(Work instruction)
The listing below must be repeated word for word, without its pictures.

(Information supplied)
------------------------------------

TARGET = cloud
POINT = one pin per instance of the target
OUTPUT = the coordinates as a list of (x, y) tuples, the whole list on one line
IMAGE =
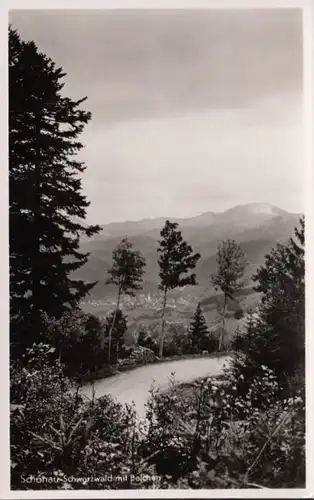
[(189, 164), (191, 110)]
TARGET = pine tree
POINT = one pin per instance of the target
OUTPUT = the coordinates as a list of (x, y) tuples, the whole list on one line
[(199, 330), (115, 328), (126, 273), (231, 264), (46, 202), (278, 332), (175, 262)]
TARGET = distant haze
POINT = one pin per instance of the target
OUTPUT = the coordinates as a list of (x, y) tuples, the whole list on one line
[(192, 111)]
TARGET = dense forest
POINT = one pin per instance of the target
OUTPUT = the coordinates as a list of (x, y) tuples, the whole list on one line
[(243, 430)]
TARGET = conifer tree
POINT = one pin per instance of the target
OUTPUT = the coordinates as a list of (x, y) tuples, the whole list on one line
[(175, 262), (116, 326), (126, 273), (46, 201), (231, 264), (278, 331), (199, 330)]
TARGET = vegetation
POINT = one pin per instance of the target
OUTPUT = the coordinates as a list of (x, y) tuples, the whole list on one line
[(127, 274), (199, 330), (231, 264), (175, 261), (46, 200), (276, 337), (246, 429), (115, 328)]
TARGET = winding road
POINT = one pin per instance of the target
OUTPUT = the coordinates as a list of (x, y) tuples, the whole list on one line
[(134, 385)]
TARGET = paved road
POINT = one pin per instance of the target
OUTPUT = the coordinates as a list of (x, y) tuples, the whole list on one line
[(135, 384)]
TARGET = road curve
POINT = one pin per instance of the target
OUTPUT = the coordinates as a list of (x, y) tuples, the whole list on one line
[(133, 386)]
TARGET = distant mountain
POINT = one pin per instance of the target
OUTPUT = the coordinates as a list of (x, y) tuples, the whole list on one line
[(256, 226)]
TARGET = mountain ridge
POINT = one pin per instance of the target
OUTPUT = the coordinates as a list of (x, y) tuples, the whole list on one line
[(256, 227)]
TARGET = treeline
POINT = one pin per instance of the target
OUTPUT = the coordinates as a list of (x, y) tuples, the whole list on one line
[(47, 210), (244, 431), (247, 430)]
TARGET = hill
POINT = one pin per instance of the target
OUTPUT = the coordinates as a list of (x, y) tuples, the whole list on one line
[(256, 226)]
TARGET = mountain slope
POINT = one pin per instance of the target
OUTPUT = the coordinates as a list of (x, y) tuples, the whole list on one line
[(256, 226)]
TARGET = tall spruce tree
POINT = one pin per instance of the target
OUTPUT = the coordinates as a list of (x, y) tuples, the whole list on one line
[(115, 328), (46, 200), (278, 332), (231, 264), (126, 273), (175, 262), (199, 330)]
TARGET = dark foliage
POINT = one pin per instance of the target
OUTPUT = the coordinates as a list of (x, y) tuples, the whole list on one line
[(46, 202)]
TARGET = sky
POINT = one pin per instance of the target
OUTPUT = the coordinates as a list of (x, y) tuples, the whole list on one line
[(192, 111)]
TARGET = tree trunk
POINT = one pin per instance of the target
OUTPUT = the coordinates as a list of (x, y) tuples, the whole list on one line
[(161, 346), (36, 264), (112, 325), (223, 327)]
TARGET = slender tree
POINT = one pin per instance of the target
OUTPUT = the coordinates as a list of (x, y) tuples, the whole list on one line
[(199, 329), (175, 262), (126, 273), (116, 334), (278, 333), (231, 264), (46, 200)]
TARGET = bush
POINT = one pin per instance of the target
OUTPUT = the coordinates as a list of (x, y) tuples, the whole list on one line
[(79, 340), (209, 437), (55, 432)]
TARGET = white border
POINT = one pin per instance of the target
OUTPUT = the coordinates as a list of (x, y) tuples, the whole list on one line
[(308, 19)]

------------------------------------

(Result below)
TARGET = cloud
POINT = one pin per instance of the target
OUTPUT = the coordinates as a list of (x, y) tuples, the whole list on one line
IMAGE =
[(189, 164), (191, 110)]
TARGET = pine tree
POINT = one pin per instance of the target
OUTPUT = the coordinates as a list of (x, y) tuples, the whole list on one line
[(199, 330), (115, 328), (126, 273), (231, 264), (46, 202), (278, 332), (175, 262)]
TARGET = distant haze
POINT = one pin per instance of the target
OUTPUT = the coordinates as a list of (x, y) tuples, the whole list on one line
[(192, 111)]
TARGET = dense forest
POINT = one pin per instance of the target
OUTPUT = the coordinates as a list of (x, y) tuples, the whole list on one line
[(243, 430)]
TARGET = conifer tree
POINT = one pin per instance of the target
OUTPUT = the coordinates as a list of (x, y) tuples, the whole list on one line
[(175, 262), (116, 326), (126, 273), (46, 201), (231, 264), (278, 331), (199, 330)]
TARGET = vegetation
POINT = one pin per instance of the target
OUTPUT = the coordinates as a list of (x, y) tuples, the whole list on one line
[(127, 274), (199, 330), (231, 264), (175, 261), (46, 200), (276, 337), (246, 429), (115, 328)]
TARGET = winding road
POINT = one pin per instance of the target
OUTPUT = the coordinates as a list of (x, y) tuples, the whole list on one line
[(134, 385)]
TARGET = paved road
POINT = one pin per instance of the target
OUTPUT = the coordinates as a list of (x, y) tuples, the whole list on one line
[(135, 384)]
TARGET = road curve
POINT = one pin per instance of the target
OUTPUT = the coordinates as a list of (x, y) tuples, the whole list on one line
[(133, 386)]
TARGET = distant mountain
POINT = one pin per instance of the target
OUTPUT = the coordinates as a list of (x, y) tuples, the whole list on one line
[(256, 226)]
TARGET = mountain ridge
POINT = one pin per instance of the target
OUTPUT = the coordinates as a list of (x, y) tuples, the whole list on one line
[(256, 227)]
TARGET = treeline
POINT = one pin per instance of the target
OUTPUT = the coordinates as a list of (x, y) tuples, the whole list on one line
[(47, 210), (244, 431), (247, 430)]
TARGET = hill
POINT = one pin per instance of the target
OUTPUT = the coordinates as a list of (x, y) tuples, the whole list on one line
[(256, 226)]
TARGET = mountain slope
POINT = one pin per instance of the target
OUTPUT = the coordinates as a list of (x, y) tuples, the whole list on one line
[(256, 226)]
TARGET = tall spruce tree
POINT = one pin per instance of the target
OUTPUT = the coordinates as a list of (x, y) tuples, the whole list on one line
[(115, 328), (46, 200), (278, 332), (231, 264), (126, 273), (175, 262), (199, 330)]
TARGET = dark foliage
POINT = one pin per instance of the target
OUTPUT = the coordinates as a list of (x, y) tuples, the whole list on one line
[(46, 202)]
TARGET = sky
POINT = one pin per instance of the target
OUTPUT = the coordinates as a list of (x, y) tuples, the whole list on one line
[(192, 111)]
TARGET = tree trunk
POINT = one pin per instance of the target
OUTPUT = the coordinates as a list of (x, y) tuples, the whole list on one line
[(161, 346), (36, 264), (112, 325), (223, 327)]
TARGET = slender tree
POINT = one pin per instance of the target
OUTPUT = the coordinates as a list of (x, y) tuples, the whole list on one line
[(199, 329), (175, 262), (126, 273), (116, 334), (278, 333), (231, 264), (46, 200)]
TARGET = bush
POINT = one pin per instance of the target
OUTPUT = the coordinates as a list of (x, y) tuples, the whole list on one line
[(79, 340), (209, 437), (55, 432)]
TARGET = white border
POINT = one pin per instance of the target
OUTPUT = the coordinates as a list of (x, y) tuples, the whole list on one line
[(308, 19)]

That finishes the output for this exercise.